## [Written request]
Please recast the records below as a Markdown table with the columns Row and Text: number each line in Row and put the line itself in Text, skipping blank lines. Leave the pictures out.

## [Stored rows]

BEGIN

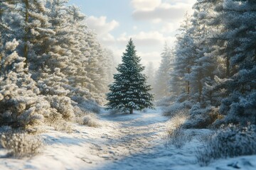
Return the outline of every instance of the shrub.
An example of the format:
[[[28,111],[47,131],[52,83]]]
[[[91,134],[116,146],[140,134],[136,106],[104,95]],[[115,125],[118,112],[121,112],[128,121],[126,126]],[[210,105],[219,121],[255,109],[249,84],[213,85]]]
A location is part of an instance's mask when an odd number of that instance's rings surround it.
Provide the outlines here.
[[[18,158],[36,155],[43,147],[39,137],[13,131],[1,133],[0,144],[9,151],[10,156]]]
[[[100,123],[96,117],[92,114],[89,114],[83,116],[82,118],[82,124],[84,125],[87,125],[90,127],[99,127]]]
[[[181,148],[190,140],[182,128],[183,123],[188,118],[188,115],[183,113],[181,111],[180,114],[174,116],[168,123],[167,145],[174,144],[177,148]]]
[[[47,125],[54,128],[55,130],[72,132],[71,123],[65,121],[63,118],[63,115],[58,112],[52,112],[46,116],[44,123]]]
[[[230,125],[213,135],[203,149],[197,152],[196,157],[198,163],[206,166],[212,160],[219,158],[255,154],[255,126],[239,128]]]
[[[190,110],[191,115],[190,120],[183,125],[185,128],[203,129],[212,127],[213,124],[223,118],[218,112],[218,109],[214,107],[206,108],[195,108],[193,107]]]
[[[75,107],[75,113],[76,122],[78,124],[95,128],[100,126],[99,120],[94,113],[85,110],[82,110],[78,106]]]
[[[188,115],[189,106],[186,103],[175,103],[163,110],[165,116],[175,116],[176,115]]]

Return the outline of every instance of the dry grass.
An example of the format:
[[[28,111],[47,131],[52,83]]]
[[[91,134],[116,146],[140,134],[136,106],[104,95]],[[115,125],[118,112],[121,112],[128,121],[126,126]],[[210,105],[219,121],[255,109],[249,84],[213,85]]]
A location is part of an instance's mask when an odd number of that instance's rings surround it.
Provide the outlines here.
[[[191,137],[185,133],[182,128],[182,125],[188,118],[186,114],[181,113],[174,115],[169,121],[167,124],[167,145],[173,144],[177,148],[181,148],[187,141],[191,140]]]
[[[34,156],[40,153],[44,146],[38,136],[11,131],[0,135],[0,144],[9,151],[10,156],[16,158]]]
[[[52,113],[45,118],[44,122],[57,131],[64,131],[68,133],[73,132],[71,123],[65,120],[61,114],[58,113]]]

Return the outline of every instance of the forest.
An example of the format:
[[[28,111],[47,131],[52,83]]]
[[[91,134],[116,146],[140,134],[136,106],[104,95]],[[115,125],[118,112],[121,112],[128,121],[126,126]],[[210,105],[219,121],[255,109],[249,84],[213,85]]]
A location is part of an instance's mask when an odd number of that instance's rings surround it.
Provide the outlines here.
[[[0,1],[0,169],[255,169],[256,1],[196,0],[156,71],[68,3]]]

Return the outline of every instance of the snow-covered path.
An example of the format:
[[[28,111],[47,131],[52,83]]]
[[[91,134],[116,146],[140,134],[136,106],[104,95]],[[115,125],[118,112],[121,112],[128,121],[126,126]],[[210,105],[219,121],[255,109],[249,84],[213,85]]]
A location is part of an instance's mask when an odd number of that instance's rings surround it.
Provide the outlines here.
[[[102,110],[102,126],[74,125],[67,134],[43,134],[47,145],[31,159],[6,159],[0,169],[159,169],[171,166],[174,153],[164,146],[167,118],[161,110],[111,115]],[[0,152],[1,153],[1,152]],[[171,168],[170,166],[170,168]]]
[[[160,110],[132,115],[111,115],[102,110],[100,118],[100,128],[75,125],[73,133],[49,130],[42,134],[47,145],[41,154],[33,158],[5,158],[4,151],[0,149],[0,170],[228,170],[234,169],[228,164],[242,164],[245,160],[252,166],[242,169],[256,166],[255,157],[248,156],[222,159],[218,164],[213,162],[208,167],[201,167],[195,156],[201,144],[196,137],[181,149],[166,147],[167,118]],[[196,132],[193,130],[194,136]],[[198,132],[204,132],[203,130]]]

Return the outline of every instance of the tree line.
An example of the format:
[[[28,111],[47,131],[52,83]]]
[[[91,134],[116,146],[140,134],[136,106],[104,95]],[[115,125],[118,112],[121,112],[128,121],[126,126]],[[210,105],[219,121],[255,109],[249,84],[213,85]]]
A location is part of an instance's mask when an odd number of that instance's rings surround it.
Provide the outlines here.
[[[30,127],[103,102],[113,55],[66,0],[0,2],[0,125]],[[57,116],[57,117],[58,117]]]
[[[204,120],[220,114],[215,125],[255,124],[256,1],[198,0],[193,8],[174,48],[164,48],[156,82],[167,81],[155,92],[176,103],[170,111],[186,108]]]

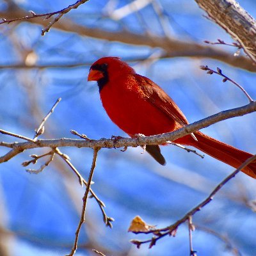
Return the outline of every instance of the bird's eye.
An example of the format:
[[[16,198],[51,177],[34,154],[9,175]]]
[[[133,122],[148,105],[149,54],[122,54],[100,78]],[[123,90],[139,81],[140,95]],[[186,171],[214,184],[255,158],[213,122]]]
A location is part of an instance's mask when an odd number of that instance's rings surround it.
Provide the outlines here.
[[[103,64],[101,65],[101,67],[102,67],[102,69],[106,69],[106,68],[108,67],[108,64],[107,64],[107,63],[103,63]]]

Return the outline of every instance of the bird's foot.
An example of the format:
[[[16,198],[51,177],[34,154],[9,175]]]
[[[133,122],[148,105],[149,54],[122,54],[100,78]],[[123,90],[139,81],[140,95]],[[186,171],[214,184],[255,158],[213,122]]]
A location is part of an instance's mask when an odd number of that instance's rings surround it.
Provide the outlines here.
[[[137,145],[138,146],[140,146],[140,145],[139,145],[140,138],[146,137],[146,136],[144,134],[142,134],[141,133],[136,133],[132,137],[137,138]],[[141,152],[141,154],[144,154],[144,152],[146,151],[146,145],[143,145],[141,147],[142,149],[143,150],[143,151],[142,151],[142,152]]]
[[[114,148],[116,148],[115,145],[117,143],[117,141],[120,140],[120,139],[123,139],[124,137],[120,136],[115,136],[115,135],[112,135],[111,136],[111,140],[113,140],[113,145],[114,146]]]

END

## [Correct output]
| Row | Text |
|---|---|
| 1 | Return the outline of every instance of the shrub. |
| 2 | An example of the format: |
| 3 | [[[28,111],[47,131],[52,83]]] |
| 4 | [[[91,134],[116,146],[140,134],[136,106],[104,95]],[[115,125],[118,112],[121,112],[128,121],[126,126]],[[210,105],[219,121],[255,109],[249,84],[213,85]]] |
| 5 | A location is part of an instance's mask when an odd number of that instance's rings surround it. |
| 6 | Provide the outlines here. |
| 7 | [[[18,158],[36,155],[43,147],[39,137],[13,131],[1,133],[0,144],[9,151],[10,156]]] |
| 8 | [[[100,123],[96,117],[92,114],[89,114],[83,116],[82,118],[82,124],[84,125],[87,125],[90,127],[99,127]]] |
| 9 | [[[181,148],[190,140],[182,128],[183,123],[188,118],[188,115],[183,113],[181,111],[180,114],[174,116],[168,123],[167,145],[174,144],[177,148]]] |
| 10 | [[[47,125],[54,128],[55,130],[72,132],[71,123],[65,121],[63,118],[63,115],[58,112],[52,112],[46,116],[44,123]]] |
| 11 | [[[230,125],[213,135],[203,149],[197,152],[196,157],[198,163],[206,166],[212,160],[219,158],[255,154],[255,126],[239,128]]] |
| 12 | [[[190,110],[191,115],[190,120],[183,125],[185,128],[203,129],[212,127],[213,124],[223,118],[218,112],[218,109],[214,107],[206,108],[195,108],[193,107]]] |
| 13 | [[[75,107],[75,113],[76,122],[78,124],[95,128],[100,126],[99,120],[94,113],[85,110],[82,110],[78,106]]] |
| 14 | [[[188,115],[189,106],[186,103],[175,103],[163,110],[165,116],[175,116],[176,115]]] |
| 15 | Return the outline of every instance of the dry grass. |
| 16 | An example of the format: |
| 17 | [[[28,111],[47,131],[52,83]]] |
| 18 | [[[91,134],[116,146],[140,134],[136,106],[104,95]],[[115,125],[118,112],[121,112],[128,121],[126,126]],[[210,105],[219,121],[255,109],[249,84],[213,85]]] |
| 19 | A location is part of an instance's mask when an odd number of that instance's rings surround it. |
| 20 | Provide the outlines here. |
| 21 | [[[191,137],[185,133],[182,128],[182,125],[188,118],[186,114],[181,113],[174,115],[169,121],[167,124],[167,145],[173,144],[177,148],[181,148],[187,141],[191,140]]] |
| 22 | [[[34,156],[40,153],[44,146],[38,136],[11,131],[0,135],[0,144],[9,151],[10,156],[16,158]]] |
| 23 | [[[52,113],[45,118],[44,122],[57,131],[64,131],[68,133],[73,132],[71,123],[65,120],[61,114],[58,113]]] |
| 24 | Return the outline of every instance of the forest. |
| 25 | An example of the format: |
| 26 | [[[28,111],[47,131],[52,83]]] |
| 27 | [[[91,134],[116,146],[140,134],[136,106],[104,95]],[[115,125],[118,112],[121,112],[128,121],[126,126]],[[210,105],[219,121],[255,109],[249,84],[213,85]]] |
| 28 | A location is part of an instance's mask when an odd number of that instance's rings surround it. |
| 29 | Provide the outlines here. |
| 30 | [[[0,1],[0,169],[255,169],[256,1],[196,0],[156,71],[68,3]]] |
| 31 | Return the outline of every instance of the snow-covered path. |
| 32 | An example of the format: |
| 33 | [[[28,111],[47,131],[52,83]]] |
| 34 | [[[91,134],[116,146],[140,134],[136,106],[104,95]],[[115,125],[118,112],[121,112],[128,121],[126,126]],[[210,105],[219,121],[255,109],[249,84],[213,85]]] |
| 35 | A location is part of an instance's mask when an odd number of that instance's rings surround it. |
| 36 | Provide the outlines here. |
| 37 | [[[102,110],[102,126],[74,125],[67,134],[43,134],[47,145],[31,159],[6,159],[0,169],[159,169],[171,166],[174,153],[164,146],[167,118],[161,110],[111,115]],[[0,152],[1,153],[1,152]],[[171,168],[170,166],[170,168]]] |
| 38 | [[[160,110],[132,115],[111,115],[102,110],[100,118],[100,128],[75,125],[73,133],[49,130],[42,134],[47,145],[41,154],[33,158],[5,158],[4,151],[0,149],[0,170],[228,170],[234,169],[228,164],[242,164],[245,160],[252,166],[242,169],[256,166],[255,157],[248,156],[222,159],[218,164],[213,162],[208,167],[201,167],[195,156],[201,144],[196,137],[181,149],[166,147],[167,118]],[[196,132],[193,130],[194,136]],[[198,132],[204,132],[203,130]]] |
| 39 | Return the outline of every instance of the tree line. |
| 40 | An example of the format: |
| 41 | [[[28,111],[47,131],[52,83]]] |
| 42 | [[[91,134],[116,146],[140,134],[136,106],[104,95]],[[115,125],[118,112],[121,112],[128,121],[126,126]],[[210,105],[219,121],[255,109],[249,84],[213,85]]] |
| 43 | A location is part of an instance's mask when an odd number of that instance's rings surround it. |
| 44 | Provide the outlines here. |
| 45 | [[[30,127],[103,102],[113,55],[66,0],[0,2],[0,125]],[[57,116],[57,117],[58,117]]] |
| 46 | [[[204,120],[220,114],[215,125],[255,124],[256,1],[198,0],[193,8],[174,48],[164,48],[156,82],[167,81],[155,92],[176,103],[170,111],[186,108]]] |
| 47 | Return the outline of every instance of the bird's eye. |
| 48 | An example of the format: |
| 49 | [[[16,198],[51,177],[34,154],[9,175]]] |
| 50 | [[[133,122],[148,105],[149,54],[122,54],[100,78]],[[123,90],[139,81],[140,95]],[[186,171],[214,184],[255,158],[213,122]]] |
| 51 | A location is part of an instance's mask when an odd number of that instance's rings surround it. |
| 52 | Provide the outlines here. |
| 53 | [[[103,64],[101,65],[101,67],[102,67],[102,69],[106,69],[106,68],[108,67],[108,64],[107,64],[107,63],[103,63]]] |
| 54 | Return the outline of every instance of the bird's foot. |
| 55 | An example of the format: |
| 56 | [[[16,198],[51,177],[34,154],[9,175]]] |
| 57 | [[[133,122],[148,105],[149,54],[122,54],[100,78]],[[123,90],[139,81],[140,95]],[[186,171],[214,184],[255,158],[213,122]]] |
| 58 | A location is part of an instance's mask when an odd number of that instance's rings surround it. |
| 59 | Provide the outlines here. |
| 60 | [[[137,145],[138,146],[140,146],[140,145],[139,145],[140,138],[146,137],[146,136],[144,134],[142,134],[141,133],[136,133],[132,137],[137,138]],[[141,152],[141,154],[144,154],[144,152],[146,151],[146,145],[143,145],[141,147],[142,149],[143,150],[143,151],[142,151],[142,152]]] |
| 61 | [[[114,148],[116,148],[115,145],[117,143],[117,141],[120,140],[120,139],[123,139],[124,137],[120,136],[115,136],[115,135],[112,135],[111,136],[111,140],[113,140],[113,145],[114,146]]] |